== Предложенный отрывок ==
-*-

Станислав Куняев - Мои печальные победы
Вот так попрощался Смеляков со Сталиным.
К российской героической трагедии XX века он, как никто другой, прикасался бережно и целомудренно. Вот почему он останется в нашей памяти единственным и потому изумительным поэтом, подлинным русским Дон-Кихотом народного социализма, впрочем, хорошо знавшим цену, которую время потребовало от людей за осуществление их идеалов. Поэтом «не от мира сего» Смелякова не назовешь.
Строительство новой жизни по напряжению, по вовлечению в него десятков миллионов людей, по степени риска, по цене исторических ставок было деянием, которое сродни разве что великой войне. А кто, какой историк скажет о войне масштаба 1812 или 1941 года: подневольно ли в такого рода событиях приносятся в жертву миллионы людских судеб или они живут стихией добровольного самоограничения и самопожертвования? Естественно, что в такие времена над людским выбором властвует и та и другая сила, и принудительная мощь государства, и то, что называется альтруизмом, героизмом, аскетизмом.

-*-

== Предоставленные материалы ==
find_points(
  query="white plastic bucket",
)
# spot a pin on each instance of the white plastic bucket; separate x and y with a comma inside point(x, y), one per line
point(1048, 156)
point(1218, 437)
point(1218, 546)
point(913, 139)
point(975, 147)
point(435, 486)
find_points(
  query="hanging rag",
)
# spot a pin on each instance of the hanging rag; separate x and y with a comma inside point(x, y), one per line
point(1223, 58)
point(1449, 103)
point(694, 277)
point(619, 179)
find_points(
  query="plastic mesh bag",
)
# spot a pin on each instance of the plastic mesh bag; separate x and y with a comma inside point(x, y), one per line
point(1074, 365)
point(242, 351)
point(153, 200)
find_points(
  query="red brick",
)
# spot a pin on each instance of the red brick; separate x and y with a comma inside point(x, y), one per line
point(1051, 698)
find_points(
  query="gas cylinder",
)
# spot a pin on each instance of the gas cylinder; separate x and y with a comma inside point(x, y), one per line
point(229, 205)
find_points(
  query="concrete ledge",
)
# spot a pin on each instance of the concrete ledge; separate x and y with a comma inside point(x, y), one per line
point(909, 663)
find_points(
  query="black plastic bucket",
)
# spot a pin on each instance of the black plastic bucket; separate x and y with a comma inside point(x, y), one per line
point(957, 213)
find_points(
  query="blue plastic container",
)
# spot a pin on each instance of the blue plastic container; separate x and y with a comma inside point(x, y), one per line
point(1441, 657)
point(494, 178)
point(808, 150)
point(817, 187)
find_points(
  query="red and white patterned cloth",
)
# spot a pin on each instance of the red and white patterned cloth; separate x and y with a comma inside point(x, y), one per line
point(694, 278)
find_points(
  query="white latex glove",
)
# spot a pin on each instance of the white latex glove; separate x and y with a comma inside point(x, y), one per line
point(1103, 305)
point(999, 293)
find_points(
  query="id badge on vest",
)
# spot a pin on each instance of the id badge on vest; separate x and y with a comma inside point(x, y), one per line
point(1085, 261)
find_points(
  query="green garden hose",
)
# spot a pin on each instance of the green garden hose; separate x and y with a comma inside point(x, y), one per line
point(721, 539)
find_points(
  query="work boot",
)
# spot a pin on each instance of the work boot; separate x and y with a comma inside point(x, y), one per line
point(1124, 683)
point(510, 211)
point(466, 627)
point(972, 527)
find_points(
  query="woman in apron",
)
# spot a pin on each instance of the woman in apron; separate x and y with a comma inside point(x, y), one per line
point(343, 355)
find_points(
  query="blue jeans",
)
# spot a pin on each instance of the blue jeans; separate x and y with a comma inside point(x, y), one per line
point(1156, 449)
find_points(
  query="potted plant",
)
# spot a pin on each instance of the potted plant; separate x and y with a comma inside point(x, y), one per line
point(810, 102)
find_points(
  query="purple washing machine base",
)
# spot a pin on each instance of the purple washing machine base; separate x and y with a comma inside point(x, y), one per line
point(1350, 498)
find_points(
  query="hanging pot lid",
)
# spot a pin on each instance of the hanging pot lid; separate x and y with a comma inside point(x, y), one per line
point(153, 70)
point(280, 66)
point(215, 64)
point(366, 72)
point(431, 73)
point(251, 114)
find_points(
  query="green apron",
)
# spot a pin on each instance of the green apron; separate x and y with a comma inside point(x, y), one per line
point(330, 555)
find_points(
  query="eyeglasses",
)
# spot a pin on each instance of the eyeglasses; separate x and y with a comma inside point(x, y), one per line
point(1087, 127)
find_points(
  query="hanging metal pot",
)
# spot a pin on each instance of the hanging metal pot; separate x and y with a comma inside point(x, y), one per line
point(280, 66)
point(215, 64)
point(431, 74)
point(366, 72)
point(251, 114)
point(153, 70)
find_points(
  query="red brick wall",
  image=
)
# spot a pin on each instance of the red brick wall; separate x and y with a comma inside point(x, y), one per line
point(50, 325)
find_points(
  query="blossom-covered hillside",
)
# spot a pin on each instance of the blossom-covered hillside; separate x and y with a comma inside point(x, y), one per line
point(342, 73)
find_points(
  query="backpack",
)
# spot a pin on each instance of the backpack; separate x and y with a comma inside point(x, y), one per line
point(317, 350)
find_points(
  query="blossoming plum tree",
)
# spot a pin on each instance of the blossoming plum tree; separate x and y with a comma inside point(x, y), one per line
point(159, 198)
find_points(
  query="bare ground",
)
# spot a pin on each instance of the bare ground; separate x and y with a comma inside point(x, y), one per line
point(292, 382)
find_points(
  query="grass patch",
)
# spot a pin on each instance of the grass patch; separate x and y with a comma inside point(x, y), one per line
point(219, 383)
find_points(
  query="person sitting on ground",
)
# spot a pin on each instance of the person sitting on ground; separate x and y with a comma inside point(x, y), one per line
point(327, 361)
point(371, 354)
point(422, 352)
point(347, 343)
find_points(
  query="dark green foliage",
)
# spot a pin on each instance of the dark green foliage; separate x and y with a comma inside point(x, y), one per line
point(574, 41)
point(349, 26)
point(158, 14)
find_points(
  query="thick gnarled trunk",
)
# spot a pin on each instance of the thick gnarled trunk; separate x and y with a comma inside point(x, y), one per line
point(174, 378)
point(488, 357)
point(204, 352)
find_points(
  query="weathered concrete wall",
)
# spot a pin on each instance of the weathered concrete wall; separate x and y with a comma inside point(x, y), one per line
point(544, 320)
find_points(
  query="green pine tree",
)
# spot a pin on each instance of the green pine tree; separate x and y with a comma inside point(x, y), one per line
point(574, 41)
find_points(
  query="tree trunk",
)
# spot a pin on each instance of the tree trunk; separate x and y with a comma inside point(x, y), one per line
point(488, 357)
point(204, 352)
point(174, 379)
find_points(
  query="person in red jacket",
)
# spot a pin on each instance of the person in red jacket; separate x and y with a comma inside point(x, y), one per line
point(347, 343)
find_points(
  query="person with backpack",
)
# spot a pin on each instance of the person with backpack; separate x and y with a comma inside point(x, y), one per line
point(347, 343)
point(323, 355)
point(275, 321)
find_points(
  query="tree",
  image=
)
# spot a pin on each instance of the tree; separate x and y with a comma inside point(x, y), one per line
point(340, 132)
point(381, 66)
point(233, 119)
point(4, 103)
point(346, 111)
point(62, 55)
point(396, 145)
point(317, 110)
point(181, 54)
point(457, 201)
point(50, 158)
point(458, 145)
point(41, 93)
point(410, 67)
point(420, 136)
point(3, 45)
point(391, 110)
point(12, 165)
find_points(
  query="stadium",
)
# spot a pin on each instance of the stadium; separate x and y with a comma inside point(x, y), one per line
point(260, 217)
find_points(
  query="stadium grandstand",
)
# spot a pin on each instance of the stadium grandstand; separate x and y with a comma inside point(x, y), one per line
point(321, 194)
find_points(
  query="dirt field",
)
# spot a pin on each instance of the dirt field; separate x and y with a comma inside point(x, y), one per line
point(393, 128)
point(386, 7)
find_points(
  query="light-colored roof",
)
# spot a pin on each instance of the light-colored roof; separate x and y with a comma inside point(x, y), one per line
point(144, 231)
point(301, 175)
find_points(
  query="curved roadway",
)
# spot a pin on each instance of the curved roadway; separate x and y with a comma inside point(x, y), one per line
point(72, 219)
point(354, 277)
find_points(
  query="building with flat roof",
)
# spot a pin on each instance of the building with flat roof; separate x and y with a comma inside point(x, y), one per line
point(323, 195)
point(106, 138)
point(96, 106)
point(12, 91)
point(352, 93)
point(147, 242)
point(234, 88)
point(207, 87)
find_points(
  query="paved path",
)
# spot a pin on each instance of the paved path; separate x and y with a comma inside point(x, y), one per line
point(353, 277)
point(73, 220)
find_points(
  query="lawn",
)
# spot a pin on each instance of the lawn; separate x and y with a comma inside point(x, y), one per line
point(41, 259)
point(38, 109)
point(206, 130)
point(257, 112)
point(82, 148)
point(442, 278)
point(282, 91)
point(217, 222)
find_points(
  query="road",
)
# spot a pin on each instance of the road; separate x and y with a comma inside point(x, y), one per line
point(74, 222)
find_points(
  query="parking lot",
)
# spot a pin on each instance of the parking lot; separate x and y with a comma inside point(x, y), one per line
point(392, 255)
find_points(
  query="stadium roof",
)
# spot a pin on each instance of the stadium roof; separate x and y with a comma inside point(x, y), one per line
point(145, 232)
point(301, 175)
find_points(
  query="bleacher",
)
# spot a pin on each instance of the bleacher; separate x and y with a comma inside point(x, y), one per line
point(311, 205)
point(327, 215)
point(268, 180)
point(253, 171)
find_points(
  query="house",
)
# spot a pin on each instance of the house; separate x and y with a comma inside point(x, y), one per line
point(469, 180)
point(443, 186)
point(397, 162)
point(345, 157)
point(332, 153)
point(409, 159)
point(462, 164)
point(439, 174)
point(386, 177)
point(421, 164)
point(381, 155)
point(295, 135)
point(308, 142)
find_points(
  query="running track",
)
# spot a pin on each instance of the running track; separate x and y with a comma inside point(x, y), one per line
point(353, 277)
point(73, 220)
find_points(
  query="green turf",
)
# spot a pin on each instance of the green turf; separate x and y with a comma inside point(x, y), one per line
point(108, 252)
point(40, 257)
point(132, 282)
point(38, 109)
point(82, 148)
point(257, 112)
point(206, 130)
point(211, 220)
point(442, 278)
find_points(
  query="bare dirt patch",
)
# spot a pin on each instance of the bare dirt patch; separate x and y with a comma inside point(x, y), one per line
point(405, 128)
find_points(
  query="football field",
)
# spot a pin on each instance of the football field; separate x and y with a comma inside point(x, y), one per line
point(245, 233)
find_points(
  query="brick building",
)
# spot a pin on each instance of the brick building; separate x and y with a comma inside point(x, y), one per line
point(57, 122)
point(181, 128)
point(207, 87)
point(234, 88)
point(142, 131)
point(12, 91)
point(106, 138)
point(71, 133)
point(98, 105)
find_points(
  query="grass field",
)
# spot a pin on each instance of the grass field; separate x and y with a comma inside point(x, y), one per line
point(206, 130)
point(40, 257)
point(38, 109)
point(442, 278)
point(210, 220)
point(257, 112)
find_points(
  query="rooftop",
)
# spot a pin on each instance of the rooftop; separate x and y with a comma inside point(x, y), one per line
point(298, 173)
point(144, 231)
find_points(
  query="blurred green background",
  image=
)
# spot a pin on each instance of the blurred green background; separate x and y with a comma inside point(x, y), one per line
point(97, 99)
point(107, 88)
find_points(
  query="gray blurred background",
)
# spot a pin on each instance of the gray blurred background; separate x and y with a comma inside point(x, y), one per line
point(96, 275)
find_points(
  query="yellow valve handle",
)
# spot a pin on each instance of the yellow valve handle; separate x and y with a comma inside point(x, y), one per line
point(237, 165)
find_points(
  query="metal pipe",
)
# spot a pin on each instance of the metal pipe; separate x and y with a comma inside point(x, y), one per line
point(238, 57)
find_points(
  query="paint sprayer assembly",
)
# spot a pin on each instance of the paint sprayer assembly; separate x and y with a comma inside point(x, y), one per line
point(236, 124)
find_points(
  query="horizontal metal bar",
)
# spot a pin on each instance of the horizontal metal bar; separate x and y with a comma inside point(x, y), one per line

-*-

== Рабочее задание A ==
Выпишите из отрывка о Смелякове всё, начиная со слов «К российской героической» и дальше вниз до слов «Смелякова не назовешь.» включительно.
== Рабочее задание B ==
С чем в отрывке о Смелякове сравнивается строительство новой жизни?

== Ваше решение A ==
К российской героической трагедии XX века он, как никто другой, прикасался бережно и целомудренно. Вот почему он останется в нашей памяти единственным и потому изумительным поэтом, подлинным русским Дон-Кихотом народного социализма, впрочем, хорошо знавшим цену, которую время потребовало от людей за осуществление их идеалов. Поэтом «не от мира сего» Смелякова не назовешь.

== Ваше решение B ==
Строительство новой жизни сравнивается с великой войной.